═══ Source data ═══

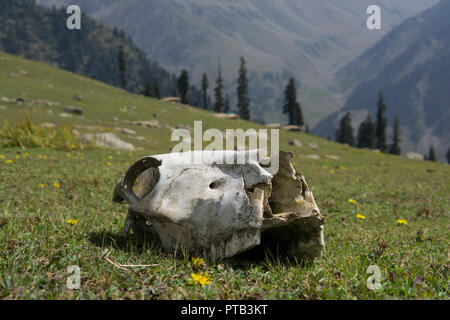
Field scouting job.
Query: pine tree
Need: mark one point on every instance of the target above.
(156, 91)
(218, 91)
(226, 104)
(432, 154)
(183, 86)
(366, 133)
(205, 86)
(242, 92)
(148, 90)
(291, 106)
(345, 132)
(381, 125)
(395, 146)
(122, 66)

═══

■ **Instructions for the task**
Pull every line of the listing above out word for word, and leave the picture out of your answer.

■ **Response**
Field scouting job.
Query: pine tree
Need: mark one point on every instance of the target above.
(156, 91)
(218, 91)
(226, 104)
(432, 154)
(183, 86)
(366, 133)
(205, 86)
(242, 92)
(148, 90)
(291, 106)
(345, 132)
(381, 125)
(395, 146)
(122, 66)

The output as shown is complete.